* **THE PROBLEM**
Repeat what the lines below say, word for word, and skip every image.

* **SOURCE INFORMATION**
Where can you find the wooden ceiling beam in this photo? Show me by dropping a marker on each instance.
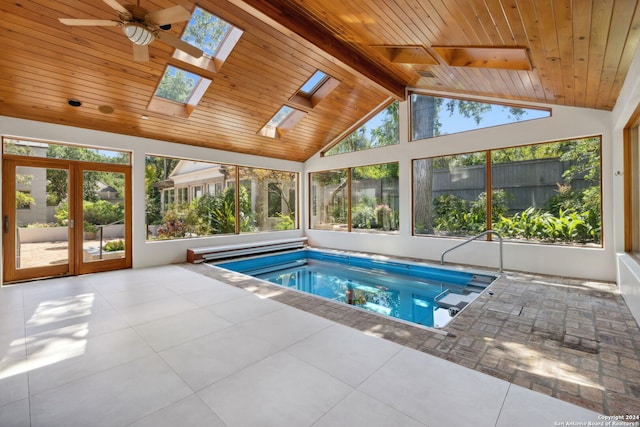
(281, 15)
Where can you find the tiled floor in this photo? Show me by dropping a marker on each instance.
(170, 347)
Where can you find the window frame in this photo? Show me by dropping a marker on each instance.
(173, 108)
(480, 101)
(489, 194)
(212, 63)
(322, 89)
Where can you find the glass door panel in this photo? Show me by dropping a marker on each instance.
(103, 214)
(105, 236)
(36, 227)
(41, 215)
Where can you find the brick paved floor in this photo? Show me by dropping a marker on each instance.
(571, 339)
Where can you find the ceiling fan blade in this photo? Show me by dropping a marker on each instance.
(172, 40)
(140, 53)
(117, 6)
(90, 22)
(169, 15)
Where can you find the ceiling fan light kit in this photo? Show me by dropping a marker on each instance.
(138, 34)
(141, 27)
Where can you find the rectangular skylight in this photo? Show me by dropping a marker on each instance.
(177, 85)
(206, 31)
(314, 82)
(284, 120)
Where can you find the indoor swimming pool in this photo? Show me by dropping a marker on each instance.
(412, 292)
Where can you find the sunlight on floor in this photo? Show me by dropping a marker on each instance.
(55, 344)
(537, 363)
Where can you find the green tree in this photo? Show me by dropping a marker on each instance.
(176, 85)
(206, 31)
(380, 131)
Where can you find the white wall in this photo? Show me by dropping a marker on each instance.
(565, 123)
(152, 253)
(628, 268)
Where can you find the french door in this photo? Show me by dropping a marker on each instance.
(64, 217)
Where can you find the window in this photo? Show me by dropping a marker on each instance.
(379, 131)
(314, 82)
(171, 214)
(178, 93)
(273, 204)
(315, 89)
(214, 36)
(50, 150)
(329, 199)
(182, 195)
(545, 193)
(284, 120)
(449, 195)
(632, 184)
(374, 198)
(24, 200)
(363, 199)
(434, 116)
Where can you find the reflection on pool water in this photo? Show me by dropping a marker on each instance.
(413, 292)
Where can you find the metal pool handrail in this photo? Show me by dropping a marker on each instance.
(471, 239)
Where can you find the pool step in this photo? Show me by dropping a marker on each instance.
(276, 267)
(477, 283)
(447, 299)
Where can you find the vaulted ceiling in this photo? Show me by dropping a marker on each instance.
(567, 52)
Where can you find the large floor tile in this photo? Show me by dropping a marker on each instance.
(154, 310)
(523, 405)
(116, 397)
(60, 356)
(286, 326)
(15, 414)
(88, 322)
(345, 353)
(185, 285)
(174, 330)
(14, 381)
(137, 295)
(360, 410)
(278, 391)
(188, 412)
(214, 294)
(247, 307)
(55, 308)
(202, 361)
(436, 392)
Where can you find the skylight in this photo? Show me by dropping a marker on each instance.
(213, 35)
(177, 85)
(284, 120)
(178, 93)
(314, 90)
(280, 116)
(206, 31)
(314, 82)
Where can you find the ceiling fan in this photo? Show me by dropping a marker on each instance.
(142, 27)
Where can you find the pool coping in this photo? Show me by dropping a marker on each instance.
(378, 259)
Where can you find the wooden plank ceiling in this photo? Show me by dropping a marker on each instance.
(579, 52)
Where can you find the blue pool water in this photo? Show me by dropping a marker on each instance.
(425, 295)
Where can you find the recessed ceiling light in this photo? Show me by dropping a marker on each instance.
(426, 73)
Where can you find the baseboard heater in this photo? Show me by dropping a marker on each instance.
(198, 255)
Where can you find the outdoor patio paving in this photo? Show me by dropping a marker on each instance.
(575, 340)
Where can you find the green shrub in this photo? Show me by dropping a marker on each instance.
(114, 245)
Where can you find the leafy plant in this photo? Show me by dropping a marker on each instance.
(114, 245)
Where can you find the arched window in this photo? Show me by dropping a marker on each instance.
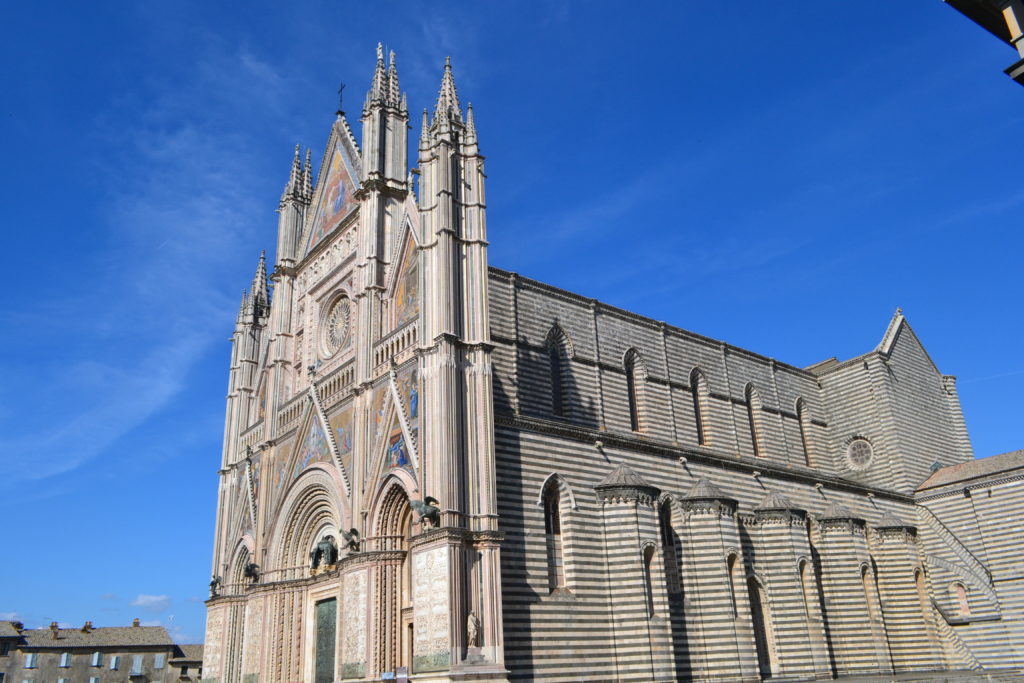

* **RESULT FOR THIS EXERCISE**
Where can you find the wooden ceiling beam in this photo? Show me by dropping a marker on each instance.
(281, 15)
Where can you find the tiled floor in this photo? Show me by dropping a marker on each instance.
(170, 347)
Where can you find the window frame in this photo? Show me by dropping a marker on each instance.
(173, 108)
(480, 101)
(489, 194)
(212, 63)
(322, 89)
Where can you find the glass door panel in this photo? Show me by dropping a marker on each instance.
(103, 214)
(105, 236)
(36, 227)
(41, 215)
Where can you find the brick paved floor in this photo? Show me by dropping a marker on each instance.
(571, 339)
Where can you find the ceiling fan blade in this photo? Show me by dropping a marker on each instance.
(172, 40)
(140, 53)
(117, 6)
(90, 22)
(169, 15)
Where can you find the ceiling fan light kit in this photo? Show me by dropping a marker on each instance.
(138, 34)
(141, 27)
Where can you find the rectangular skylight in this photo? Show me by dropping a marker on each instance.
(177, 85)
(206, 31)
(314, 82)
(284, 120)
Where can you find the indoor swimming pool in this photo? Show me by dropping a marker on each instance.
(412, 292)
Where can you find the sunlight on floor in this photo? Show me by dropping a marker on each instance.
(55, 344)
(537, 363)
Where can you find the green tree in this photo? Show me by dropping a marker on each instance.
(176, 85)
(206, 31)
(380, 131)
Where can you find the white wall in this photo? Show me by dropping a marker on each instance.
(565, 123)
(152, 253)
(628, 268)
Where can you find the french door in this photo? Show me by dropping a marker on each instance.
(64, 217)
Where can you find the window in this photo? Show me by dropping a marker on each instance.
(379, 131)
(314, 82)
(171, 214)
(178, 93)
(273, 204)
(315, 89)
(214, 36)
(50, 150)
(329, 199)
(182, 195)
(545, 193)
(284, 120)
(449, 195)
(632, 184)
(374, 198)
(24, 200)
(363, 199)
(434, 116)
Where can you find the reflection on pool water in this photo? Show me by dropping a marker on each instance.
(413, 292)
Where can you find the metal pool handrail in this photo? Show me by dropping a marker on each instance.
(471, 239)
Where can you find the pool step in this photo? Show me by dropping a marker on each instance.
(276, 267)
(477, 283)
(447, 299)
Where can you find the vaulted ceiling in this photo? Show me by dropping a marker on each instance.
(567, 52)
Where can you find the large floor tile in this photo? Show me by dropping a marker on each instance.
(154, 310)
(523, 405)
(116, 397)
(60, 356)
(286, 326)
(15, 414)
(88, 322)
(345, 353)
(185, 285)
(174, 330)
(14, 381)
(137, 295)
(360, 410)
(278, 391)
(188, 412)
(214, 294)
(247, 307)
(55, 308)
(202, 361)
(436, 392)
Where can you find the skylight in this photo? Show me by dropping a marker on each instance.
(213, 35)
(177, 85)
(284, 120)
(178, 93)
(314, 90)
(280, 116)
(206, 31)
(314, 82)
Where can you find the ceiling fan in this photo? Show me by dropping a marker on each instance.
(142, 27)
Where can you find the pool coping in this photo? Show me by dropping a marker on each instance.
(378, 259)
Where can you find the wooden plank ceiling in this photo? Show me by dropping a marker on each instance.
(579, 52)
Where can you find the blue pool water in this photo? Show me by dropping a marker on each instance.
(425, 295)
Where can you find the recessed ceiling light in this photo? Show me by dropping a marker on each instance.
(426, 73)
Where can you find the baseboard heater in this photo? Show me by dropping a marker on each instance.
(198, 255)
Where can you find the outdoor patio paving in this photo? Show me by dropping a marker on each instance.
(575, 340)
Where can you find the green shrub in this photo? Show me by dropping a marker on each instance.
(114, 245)
Where can you find the leafy plant in this photo? Show me by dropping a marker on each instance.
(114, 245)
Where can you find the arched window in this photo? Show me by dropping a marker on each instance.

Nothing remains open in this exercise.